◆ Aim
Could you rewrite the entries from the line containing "Where can the doctor's hand" through the last one, swapping "electrical outlet" for "power outlet" and leaving everything else as it stands?

◆ Source data
<<<<

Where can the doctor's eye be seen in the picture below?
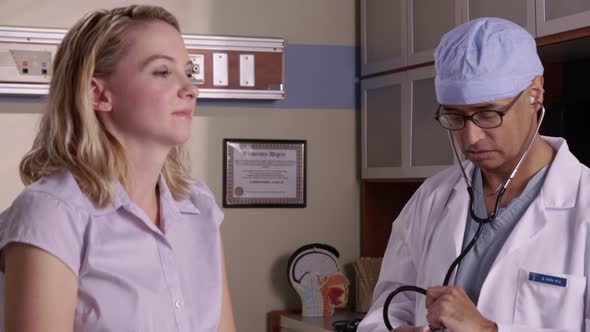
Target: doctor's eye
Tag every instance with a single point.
(162, 72)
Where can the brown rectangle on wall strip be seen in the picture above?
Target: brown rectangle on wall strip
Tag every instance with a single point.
(381, 203)
(268, 69)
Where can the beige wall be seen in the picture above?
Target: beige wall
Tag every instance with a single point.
(324, 22)
(257, 241)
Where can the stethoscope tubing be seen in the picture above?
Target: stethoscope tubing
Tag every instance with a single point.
(481, 221)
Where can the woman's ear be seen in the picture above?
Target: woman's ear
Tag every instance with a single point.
(537, 90)
(101, 100)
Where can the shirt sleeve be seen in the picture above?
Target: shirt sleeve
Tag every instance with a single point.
(203, 199)
(44, 221)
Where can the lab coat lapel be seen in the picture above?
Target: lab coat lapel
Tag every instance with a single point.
(452, 228)
(557, 193)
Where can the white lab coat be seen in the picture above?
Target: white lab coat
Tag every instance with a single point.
(552, 238)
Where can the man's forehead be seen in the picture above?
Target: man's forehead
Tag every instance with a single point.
(474, 107)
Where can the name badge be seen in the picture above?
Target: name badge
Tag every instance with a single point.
(547, 279)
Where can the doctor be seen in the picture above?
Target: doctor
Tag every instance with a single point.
(528, 270)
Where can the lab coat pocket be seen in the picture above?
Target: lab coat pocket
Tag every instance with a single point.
(549, 300)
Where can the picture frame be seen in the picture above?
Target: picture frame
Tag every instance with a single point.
(264, 173)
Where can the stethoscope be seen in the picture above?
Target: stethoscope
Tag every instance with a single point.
(481, 221)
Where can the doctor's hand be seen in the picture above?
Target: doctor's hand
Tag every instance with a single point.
(407, 328)
(451, 308)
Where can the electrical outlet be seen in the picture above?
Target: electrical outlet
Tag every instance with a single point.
(247, 66)
(220, 70)
(198, 61)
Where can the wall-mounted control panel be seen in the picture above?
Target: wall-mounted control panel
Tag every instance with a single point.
(223, 67)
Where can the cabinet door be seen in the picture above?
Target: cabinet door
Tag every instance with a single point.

>>>>

◆ In response
Where can the doctor's hand be seen in the picture above?
Target: doctor's hand
Tag every instance with a single point.
(407, 328)
(451, 308)
Where can the power outlet be seen in the picture above?
Target: power outlet
Tag every instance with a single point.
(247, 66)
(220, 70)
(198, 61)
Where can the wall-mounted control panel be seen in the picture above?
Target: wall-mounted control panel
Tag every instance with a single point.
(223, 67)
Where can the cabinet door be seen in the picture above?
Target: cabinet door
Tag every instance with a single point.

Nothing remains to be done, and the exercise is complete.